(Image object location entries)
.....

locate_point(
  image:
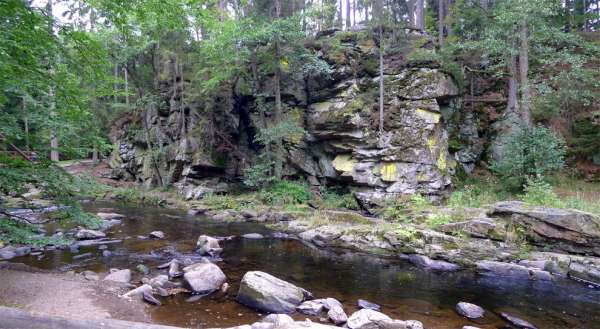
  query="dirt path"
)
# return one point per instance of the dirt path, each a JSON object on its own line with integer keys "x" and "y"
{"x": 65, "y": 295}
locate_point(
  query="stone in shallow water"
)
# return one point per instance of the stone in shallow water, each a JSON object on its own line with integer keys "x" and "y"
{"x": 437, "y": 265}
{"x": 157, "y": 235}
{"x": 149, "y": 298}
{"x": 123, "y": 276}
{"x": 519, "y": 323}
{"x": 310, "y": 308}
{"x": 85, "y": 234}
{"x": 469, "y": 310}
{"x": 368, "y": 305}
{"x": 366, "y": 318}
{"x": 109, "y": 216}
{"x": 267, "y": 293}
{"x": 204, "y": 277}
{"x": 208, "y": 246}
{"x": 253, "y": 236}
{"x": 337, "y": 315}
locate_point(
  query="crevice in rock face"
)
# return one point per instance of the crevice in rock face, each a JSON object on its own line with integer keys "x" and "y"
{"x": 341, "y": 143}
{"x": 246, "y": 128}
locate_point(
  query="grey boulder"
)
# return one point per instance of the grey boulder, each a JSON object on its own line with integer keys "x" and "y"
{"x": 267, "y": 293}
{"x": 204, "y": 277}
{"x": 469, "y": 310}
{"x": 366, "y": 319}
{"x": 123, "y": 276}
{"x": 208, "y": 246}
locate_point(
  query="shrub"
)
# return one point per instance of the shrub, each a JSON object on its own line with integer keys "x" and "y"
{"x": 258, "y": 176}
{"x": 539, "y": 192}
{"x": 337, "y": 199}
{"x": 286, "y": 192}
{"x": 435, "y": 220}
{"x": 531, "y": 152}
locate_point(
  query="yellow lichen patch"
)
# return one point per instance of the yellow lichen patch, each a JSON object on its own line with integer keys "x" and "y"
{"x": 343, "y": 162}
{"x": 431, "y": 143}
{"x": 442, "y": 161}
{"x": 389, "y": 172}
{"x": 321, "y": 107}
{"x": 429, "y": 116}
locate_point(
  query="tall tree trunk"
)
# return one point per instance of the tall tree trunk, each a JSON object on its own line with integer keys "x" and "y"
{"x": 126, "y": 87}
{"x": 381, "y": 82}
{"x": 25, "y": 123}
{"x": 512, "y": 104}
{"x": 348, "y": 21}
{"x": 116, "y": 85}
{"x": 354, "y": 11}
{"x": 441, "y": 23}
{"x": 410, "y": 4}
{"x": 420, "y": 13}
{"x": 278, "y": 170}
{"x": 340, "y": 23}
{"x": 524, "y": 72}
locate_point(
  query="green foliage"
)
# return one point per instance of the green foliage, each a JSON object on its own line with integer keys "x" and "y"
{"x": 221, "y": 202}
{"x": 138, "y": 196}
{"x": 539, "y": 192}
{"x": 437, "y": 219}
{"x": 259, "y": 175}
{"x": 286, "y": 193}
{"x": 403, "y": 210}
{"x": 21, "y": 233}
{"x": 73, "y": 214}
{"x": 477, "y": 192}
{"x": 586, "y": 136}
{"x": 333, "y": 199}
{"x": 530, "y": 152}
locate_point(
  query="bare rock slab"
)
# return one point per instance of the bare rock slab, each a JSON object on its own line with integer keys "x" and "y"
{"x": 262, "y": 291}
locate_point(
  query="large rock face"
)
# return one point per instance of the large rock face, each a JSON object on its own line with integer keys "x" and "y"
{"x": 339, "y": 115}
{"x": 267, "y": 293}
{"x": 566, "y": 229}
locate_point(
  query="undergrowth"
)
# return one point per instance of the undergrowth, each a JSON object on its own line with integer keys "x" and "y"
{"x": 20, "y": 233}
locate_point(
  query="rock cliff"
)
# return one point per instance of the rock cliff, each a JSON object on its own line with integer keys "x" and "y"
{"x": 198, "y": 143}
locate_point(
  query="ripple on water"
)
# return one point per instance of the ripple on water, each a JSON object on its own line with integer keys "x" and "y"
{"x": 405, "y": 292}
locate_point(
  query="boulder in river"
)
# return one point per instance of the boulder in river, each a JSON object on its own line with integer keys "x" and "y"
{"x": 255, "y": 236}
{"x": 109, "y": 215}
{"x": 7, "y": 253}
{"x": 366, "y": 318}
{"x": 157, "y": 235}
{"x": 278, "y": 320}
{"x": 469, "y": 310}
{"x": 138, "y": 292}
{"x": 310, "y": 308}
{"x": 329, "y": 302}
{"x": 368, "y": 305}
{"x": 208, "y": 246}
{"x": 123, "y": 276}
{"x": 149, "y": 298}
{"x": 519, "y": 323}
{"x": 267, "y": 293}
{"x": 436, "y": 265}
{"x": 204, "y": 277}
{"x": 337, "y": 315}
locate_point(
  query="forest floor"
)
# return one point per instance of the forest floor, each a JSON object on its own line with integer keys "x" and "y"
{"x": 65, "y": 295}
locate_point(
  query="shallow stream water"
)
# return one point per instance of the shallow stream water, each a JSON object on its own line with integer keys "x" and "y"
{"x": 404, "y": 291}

.....

In the copy, include all records verbatim but no images.

locate_point(
  image:
  query="dirt path"
)
# return one point per instance of the dirt path, each a JSON object on its own line with integer keys "x" and "y"
{"x": 65, "y": 295}
locate_point(
  query="stone in shallow water"
)
# return one point per instance of the stone in shallow water, each a JSON object on its own line with integer keys "x" and "y"
{"x": 437, "y": 265}
{"x": 157, "y": 235}
{"x": 149, "y": 298}
{"x": 123, "y": 276}
{"x": 519, "y": 323}
{"x": 310, "y": 308}
{"x": 85, "y": 234}
{"x": 469, "y": 310}
{"x": 368, "y": 305}
{"x": 366, "y": 318}
{"x": 109, "y": 216}
{"x": 267, "y": 293}
{"x": 204, "y": 277}
{"x": 208, "y": 246}
{"x": 253, "y": 236}
{"x": 337, "y": 315}
locate_point(
  query="crevice in rock face"
)
# return one point per instance of the crevice in rock face, each a JSON object on its own line with integer keys "x" and "y"
{"x": 341, "y": 143}
{"x": 246, "y": 128}
locate_point(
  query="grey boulder"
)
# return one point per instance of the grey boulder, each a JSON object on its own line with integer keys "x" and "y"
{"x": 267, "y": 293}
{"x": 204, "y": 277}
{"x": 469, "y": 310}
{"x": 366, "y": 319}
{"x": 123, "y": 276}
{"x": 208, "y": 246}
locate_point(
  query="shrub"
)
# return one point per instance of the shrub, each a JSON object on its own line with integer keys "x" and "y"
{"x": 258, "y": 176}
{"x": 539, "y": 192}
{"x": 337, "y": 199}
{"x": 286, "y": 192}
{"x": 435, "y": 220}
{"x": 531, "y": 152}
locate_point(
  query="yellow lichen patch"
)
# return one point per instance of the yellow lichen patch, each a JSON object on its own line with integer keys "x" and "y"
{"x": 343, "y": 162}
{"x": 431, "y": 143}
{"x": 442, "y": 161}
{"x": 389, "y": 172}
{"x": 321, "y": 107}
{"x": 429, "y": 116}
locate_point(
  query="tall tree trunk"
)
# return one point per instance of the tall tree trunk, each a JSON object on its own line with integer keys "x" and "y"
{"x": 126, "y": 87}
{"x": 381, "y": 82}
{"x": 25, "y": 123}
{"x": 512, "y": 104}
{"x": 348, "y": 21}
{"x": 116, "y": 85}
{"x": 354, "y": 11}
{"x": 441, "y": 23}
{"x": 410, "y": 4}
{"x": 420, "y": 13}
{"x": 278, "y": 170}
{"x": 340, "y": 23}
{"x": 524, "y": 72}
locate_point(
  query="green foliage"
)
# return one point per instance of the green foliage, each a JSON object on its own line with integer keys "x" and "y"
{"x": 221, "y": 202}
{"x": 138, "y": 196}
{"x": 539, "y": 192}
{"x": 437, "y": 219}
{"x": 259, "y": 175}
{"x": 286, "y": 193}
{"x": 403, "y": 210}
{"x": 21, "y": 233}
{"x": 73, "y": 214}
{"x": 477, "y": 192}
{"x": 586, "y": 136}
{"x": 333, "y": 199}
{"x": 530, "y": 152}
locate_point(
  query="bare rock slab"
)
# return one point per instance of the bare rock slab, each a JSON object on its own line with integer keys "x" and "y"
{"x": 262, "y": 291}
locate_point(
  query="large rock face"
)
# return one point per instance of the large rock face, each a JSON object on its own line with integer keys "x" and "y"
{"x": 339, "y": 115}
{"x": 267, "y": 293}
{"x": 566, "y": 229}
locate_point(
  query="undergrowth"
)
# return one point per instance of the undergrowth, each a JSON object on its own line with integer keys "x" and "y"
{"x": 20, "y": 233}
locate_point(
  query="rock cliff"
)
# return one point per instance of the rock cliff, each a JSON object on its own line with integer keys "x" and "y"
{"x": 198, "y": 143}
locate_point(
  query="ripple on water"
)
# return one point per instance of the ripple on water, each a JSON object on its own line with integer keys "x" and "y"
{"x": 405, "y": 292}
locate_point(
  query="boulder in river"
)
# return one point per instance of the boulder in river, each a JSON object on its own line with integer keys "x" and "y"
{"x": 255, "y": 236}
{"x": 109, "y": 215}
{"x": 7, "y": 253}
{"x": 366, "y": 318}
{"x": 157, "y": 235}
{"x": 278, "y": 320}
{"x": 469, "y": 310}
{"x": 138, "y": 292}
{"x": 310, "y": 308}
{"x": 329, "y": 302}
{"x": 368, "y": 305}
{"x": 208, "y": 246}
{"x": 123, "y": 276}
{"x": 149, "y": 298}
{"x": 519, "y": 323}
{"x": 267, "y": 293}
{"x": 436, "y": 265}
{"x": 204, "y": 277}
{"x": 337, "y": 315}
locate_point(
  query="forest floor"
)
# return one point per instance of the forest floor, each a JSON object on its own line with integer keys "x" and "y"
{"x": 65, "y": 295}
locate_point(
  query="shallow stream water"
)
# return one point per instance of the shallow stream water, each a JSON object on its own line with integer keys "x" and "y"
{"x": 404, "y": 291}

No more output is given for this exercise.